Report how many lines of the listing below contain the string "cutting", treating uppercase and lowercase letters as different. Give only the number.

Exercise inputs —

────────────────────────────────────────

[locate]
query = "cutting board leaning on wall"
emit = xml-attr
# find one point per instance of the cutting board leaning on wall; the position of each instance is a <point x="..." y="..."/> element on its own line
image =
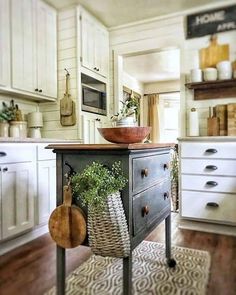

────────────────────────────────────────

Worked answer —
2